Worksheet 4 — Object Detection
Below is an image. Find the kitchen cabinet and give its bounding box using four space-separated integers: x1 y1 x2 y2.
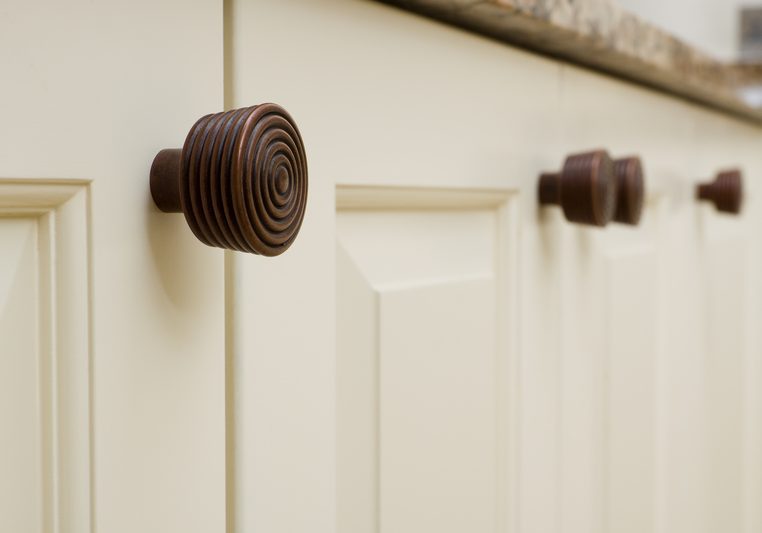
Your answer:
0 0 762 533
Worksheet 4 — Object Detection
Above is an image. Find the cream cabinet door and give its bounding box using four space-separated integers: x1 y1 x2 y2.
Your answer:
227 0 762 533
0 0 225 533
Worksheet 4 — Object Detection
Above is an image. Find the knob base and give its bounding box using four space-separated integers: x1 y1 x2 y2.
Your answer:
151 149 183 213
539 172 561 205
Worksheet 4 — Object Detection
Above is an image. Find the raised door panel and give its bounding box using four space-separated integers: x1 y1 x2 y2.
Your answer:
228 0 560 533
336 189 517 532
0 0 225 533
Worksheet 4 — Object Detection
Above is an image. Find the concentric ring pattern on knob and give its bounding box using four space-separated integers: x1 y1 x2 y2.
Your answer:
151 104 307 256
539 150 618 226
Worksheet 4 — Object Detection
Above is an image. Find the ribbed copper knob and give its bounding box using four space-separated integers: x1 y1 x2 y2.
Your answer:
539 150 618 226
696 170 743 215
151 104 307 256
614 156 645 226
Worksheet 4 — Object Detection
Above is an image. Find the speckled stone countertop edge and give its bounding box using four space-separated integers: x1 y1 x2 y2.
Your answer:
380 0 762 123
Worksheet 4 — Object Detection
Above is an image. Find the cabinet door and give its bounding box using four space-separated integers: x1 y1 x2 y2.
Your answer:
221 0 559 533
226 0 762 533
0 0 225 533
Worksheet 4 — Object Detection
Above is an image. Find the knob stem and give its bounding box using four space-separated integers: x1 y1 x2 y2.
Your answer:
696 183 714 201
151 149 183 213
540 172 561 205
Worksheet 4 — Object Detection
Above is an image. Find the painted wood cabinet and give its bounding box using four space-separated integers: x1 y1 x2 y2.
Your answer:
0 0 762 533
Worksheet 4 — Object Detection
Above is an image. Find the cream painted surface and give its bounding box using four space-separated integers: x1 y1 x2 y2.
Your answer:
336 193 517 531
0 0 762 533
0 0 225 533
228 0 762 533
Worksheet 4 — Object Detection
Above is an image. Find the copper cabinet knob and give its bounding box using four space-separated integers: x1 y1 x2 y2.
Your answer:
614 156 645 226
539 150 617 226
151 104 307 256
696 170 743 215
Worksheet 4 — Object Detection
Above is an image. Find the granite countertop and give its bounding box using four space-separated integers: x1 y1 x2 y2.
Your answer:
381 0 762 123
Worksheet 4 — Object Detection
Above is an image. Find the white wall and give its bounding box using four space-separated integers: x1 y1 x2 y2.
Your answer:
617 0 762 61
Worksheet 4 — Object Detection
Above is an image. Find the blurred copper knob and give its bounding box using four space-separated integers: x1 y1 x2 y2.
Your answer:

★ ★ ★ ★ ★

**TASK DESCRIPTION**. Transfer the material above, starting with its first line and going on through the line with "539 172 561 205", both included, adding 135 to every bounding-box coordinate in the answers. Leave the pictures out.

**EXERCISE OUTPUT**.
Worksheet 4 — Object Detection
Below is an image. Find the kitchen cabinet and give its bounding box using four space-separated integers: x1 y1 x2 y2.
Your answer:
135 135 897 668
Worksheet 4 — Object Detection
Above is an image. Find the cream cabinet door and give its bounding box using four space-separated integers: x1 y1 x2 y2.
Your answer:
362 135 897 668
135 135 360 668
Worksheet 4 — Object Detection
Above is an image. Find the knob base and give its bounding box using four space-separated integers: x1 y1 x2 y2.
Your answer:
286 284 318 348
674 307 696 340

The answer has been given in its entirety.